» **TASKS**:
[a] In the Django reply, what is the main reason Django needs to know about the installed applications?
[b] Summarize the Django reply in two sentences.
[c] Duplicate the passage of the Django reply starting at "Remember to learn" and ending at "configuration options, etc.".
++++ EXCERPT TO READ
Remember to learn to crawl before you can walk. Your first (and even
second and third, most likely) Django application isn't going to be
production quality. Spend some time learning to use Django, then spend
some time looking at options (and there are always options -- no single
best way to do any of this) for splitting up applications and working
with configuration options, etc.
> The first bit I can't figure out are Django applications. I know that
> they are, in essence, Python modules, but it doesn't say what does
> Django do once it encounters an application. Does it add it to the
> sys.path? Does it automatically load certain files, or does that have
> to be explicitly specified somewhere?
Thinking about this as Django "encountering an application" is probably
going to lead to confusion. Django is more of a library than a
framework, from the perspective of somebody writing an application. That
is, you pull things from the Django modules (and your application
modules) as required -- there's relatively little usage of Django
calling something of yours (the exception being the passing of requests
to view functions). The point being that, generally, if you need to use
code from a particular application, you import the appropriate Python
module(s) and use it, just like in normal Python code.
Django certainly doesn't do any modification of sys.path for particular
applications. Quite the reverse: it is assumed that applications are
importable using the name you specify in the INSTALLED_APPS list. That
is, your Python path has to already be set up so that you can import all
those things using those names.
The main reason (from an import perspective) that Django needs to know
about the installed applications (the INSTALLED_APPS list) is so that it
can work out reverse relations automatically. If you specify that model
A in application XYZ has a many-to-one relation to model B in
application PQR, Django will also set things up so that model B can
refer back to model A, without needing to also specify something in the
source for model B. This means that when importing model B, Django needs
to look at all the other models in all the installed applications to see
if there are any field pointing to model B (this is done through some
caching, the computation isn't something onerous on every request).
By and large, though, that last paragraph isn't important. The important
part is the first think I mentioned: if you need to use some code from
an application, import it as per normal.
>
> Another question I have is with custom settings. I'd like to have each
> application have it's own settings file. How is this then accessed by
> the application? Do I have to import /proj/myapp/settings.py in my
> main /proj/settings.py file? I figure that this would make the
> settings globally available, so /proj/myapp2 can access the settings
> from /proj/myapp1, but what if I want to have some application
> specific settings that I do not wish to be accessed by other
> applications too?
++++++++
++++ RECORDS
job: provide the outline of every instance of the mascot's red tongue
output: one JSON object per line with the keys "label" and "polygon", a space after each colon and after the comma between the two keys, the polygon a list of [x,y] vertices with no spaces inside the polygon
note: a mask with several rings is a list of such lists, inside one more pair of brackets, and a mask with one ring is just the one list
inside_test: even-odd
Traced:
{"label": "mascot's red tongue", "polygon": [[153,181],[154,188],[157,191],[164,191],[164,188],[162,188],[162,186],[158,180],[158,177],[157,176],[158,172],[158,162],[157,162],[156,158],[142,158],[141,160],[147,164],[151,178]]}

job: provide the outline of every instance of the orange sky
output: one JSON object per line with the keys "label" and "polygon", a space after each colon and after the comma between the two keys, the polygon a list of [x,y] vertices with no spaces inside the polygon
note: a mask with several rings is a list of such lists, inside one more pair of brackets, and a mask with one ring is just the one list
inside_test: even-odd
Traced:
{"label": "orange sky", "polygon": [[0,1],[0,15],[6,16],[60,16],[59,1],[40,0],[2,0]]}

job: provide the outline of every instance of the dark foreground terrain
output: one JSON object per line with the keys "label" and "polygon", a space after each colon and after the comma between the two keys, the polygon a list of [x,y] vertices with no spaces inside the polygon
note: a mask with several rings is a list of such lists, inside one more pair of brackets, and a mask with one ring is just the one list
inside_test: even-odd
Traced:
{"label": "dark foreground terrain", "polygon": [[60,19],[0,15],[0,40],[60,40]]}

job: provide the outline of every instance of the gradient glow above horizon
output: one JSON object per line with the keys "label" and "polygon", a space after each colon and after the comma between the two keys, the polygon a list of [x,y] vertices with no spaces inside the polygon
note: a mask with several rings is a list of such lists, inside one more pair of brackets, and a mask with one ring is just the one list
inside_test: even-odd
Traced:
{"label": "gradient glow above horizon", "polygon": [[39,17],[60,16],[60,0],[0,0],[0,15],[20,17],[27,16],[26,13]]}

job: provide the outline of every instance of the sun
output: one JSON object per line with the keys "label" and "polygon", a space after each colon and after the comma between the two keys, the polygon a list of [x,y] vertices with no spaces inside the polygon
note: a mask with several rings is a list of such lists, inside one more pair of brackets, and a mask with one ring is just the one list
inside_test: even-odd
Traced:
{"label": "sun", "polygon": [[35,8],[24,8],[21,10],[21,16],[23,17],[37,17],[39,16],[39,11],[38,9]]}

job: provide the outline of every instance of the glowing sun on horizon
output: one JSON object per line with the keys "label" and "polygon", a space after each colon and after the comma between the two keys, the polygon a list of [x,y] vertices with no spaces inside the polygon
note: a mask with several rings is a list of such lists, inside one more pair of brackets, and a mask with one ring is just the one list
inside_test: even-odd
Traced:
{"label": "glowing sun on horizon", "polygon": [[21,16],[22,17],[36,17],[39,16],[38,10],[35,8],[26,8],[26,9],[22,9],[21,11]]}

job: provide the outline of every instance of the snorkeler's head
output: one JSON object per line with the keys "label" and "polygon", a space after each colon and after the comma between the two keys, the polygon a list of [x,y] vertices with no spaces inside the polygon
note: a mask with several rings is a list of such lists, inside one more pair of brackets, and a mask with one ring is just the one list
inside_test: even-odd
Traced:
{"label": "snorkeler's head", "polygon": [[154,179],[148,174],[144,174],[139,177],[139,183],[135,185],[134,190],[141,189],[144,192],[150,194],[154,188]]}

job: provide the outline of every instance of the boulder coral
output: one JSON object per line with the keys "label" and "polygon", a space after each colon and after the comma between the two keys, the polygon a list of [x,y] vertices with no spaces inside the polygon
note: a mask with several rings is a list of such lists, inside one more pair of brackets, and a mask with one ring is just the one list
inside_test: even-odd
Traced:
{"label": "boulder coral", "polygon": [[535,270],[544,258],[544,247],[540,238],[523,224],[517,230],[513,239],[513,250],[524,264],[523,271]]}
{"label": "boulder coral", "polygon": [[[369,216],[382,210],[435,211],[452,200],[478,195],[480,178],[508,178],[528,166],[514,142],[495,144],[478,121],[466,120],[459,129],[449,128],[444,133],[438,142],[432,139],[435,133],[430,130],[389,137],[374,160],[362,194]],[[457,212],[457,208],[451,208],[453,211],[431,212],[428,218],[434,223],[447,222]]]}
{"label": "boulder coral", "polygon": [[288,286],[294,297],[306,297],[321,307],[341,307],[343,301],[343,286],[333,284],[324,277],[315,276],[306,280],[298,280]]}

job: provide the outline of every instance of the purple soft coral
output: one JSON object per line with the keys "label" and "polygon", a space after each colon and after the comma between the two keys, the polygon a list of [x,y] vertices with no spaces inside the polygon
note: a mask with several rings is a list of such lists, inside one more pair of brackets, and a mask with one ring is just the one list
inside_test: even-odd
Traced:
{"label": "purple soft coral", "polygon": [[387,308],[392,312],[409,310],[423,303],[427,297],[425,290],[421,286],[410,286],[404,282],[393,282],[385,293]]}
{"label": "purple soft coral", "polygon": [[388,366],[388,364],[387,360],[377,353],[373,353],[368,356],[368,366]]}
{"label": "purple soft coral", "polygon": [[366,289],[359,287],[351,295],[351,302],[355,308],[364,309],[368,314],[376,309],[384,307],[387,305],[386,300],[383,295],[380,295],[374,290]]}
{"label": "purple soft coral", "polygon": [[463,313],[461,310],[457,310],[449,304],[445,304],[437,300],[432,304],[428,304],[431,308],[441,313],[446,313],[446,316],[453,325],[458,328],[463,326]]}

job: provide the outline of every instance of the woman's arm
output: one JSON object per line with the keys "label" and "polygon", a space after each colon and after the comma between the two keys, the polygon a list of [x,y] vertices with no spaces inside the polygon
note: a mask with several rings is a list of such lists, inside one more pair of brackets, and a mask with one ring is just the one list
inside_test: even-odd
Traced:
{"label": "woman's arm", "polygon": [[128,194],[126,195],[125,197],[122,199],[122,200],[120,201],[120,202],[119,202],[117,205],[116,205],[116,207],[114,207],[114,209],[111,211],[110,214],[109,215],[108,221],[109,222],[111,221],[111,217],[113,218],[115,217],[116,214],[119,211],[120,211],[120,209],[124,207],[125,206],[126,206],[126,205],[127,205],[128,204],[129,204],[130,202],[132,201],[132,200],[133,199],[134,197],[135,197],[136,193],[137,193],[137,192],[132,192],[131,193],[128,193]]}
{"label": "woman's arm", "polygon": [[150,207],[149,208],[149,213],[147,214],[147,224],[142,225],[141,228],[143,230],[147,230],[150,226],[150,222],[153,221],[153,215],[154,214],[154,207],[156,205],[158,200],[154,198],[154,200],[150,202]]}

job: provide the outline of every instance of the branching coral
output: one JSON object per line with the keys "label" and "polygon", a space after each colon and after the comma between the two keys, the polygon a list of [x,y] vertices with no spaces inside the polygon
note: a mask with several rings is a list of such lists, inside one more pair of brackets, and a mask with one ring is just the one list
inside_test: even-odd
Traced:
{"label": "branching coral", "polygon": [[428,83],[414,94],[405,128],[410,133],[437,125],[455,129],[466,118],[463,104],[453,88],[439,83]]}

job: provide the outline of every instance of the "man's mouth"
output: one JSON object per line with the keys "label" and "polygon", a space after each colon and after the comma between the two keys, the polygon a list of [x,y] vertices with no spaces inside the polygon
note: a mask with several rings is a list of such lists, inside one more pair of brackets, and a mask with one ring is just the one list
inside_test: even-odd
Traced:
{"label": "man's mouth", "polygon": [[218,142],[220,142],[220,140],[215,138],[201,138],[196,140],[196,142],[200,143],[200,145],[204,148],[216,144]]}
++++++++
» **COMPLETED EXERCISE**:
[a] So that it can work out reverse relations automatically.

[b] The reply advises spending time learning Django before weighing options for splitting up applications and handling configuration. It explains that Django works more like a library than a framework, so application code is imported as normal Python modules, and that Django doesn't change sys.path but expects the applications in INSTALLED_APPS to be importable already, mainly so it can set up reverse relations between models.

[c]
Remember to learn to crawl before you can walk. Your first (and even
second and third, most likely) Django application isn't going to be
production quality. Spend some time learning to use Django, then spend
some time looking at options (and there are always options -- no single
best way to do any of this) for splitting up applications and working
with configuration options, etc.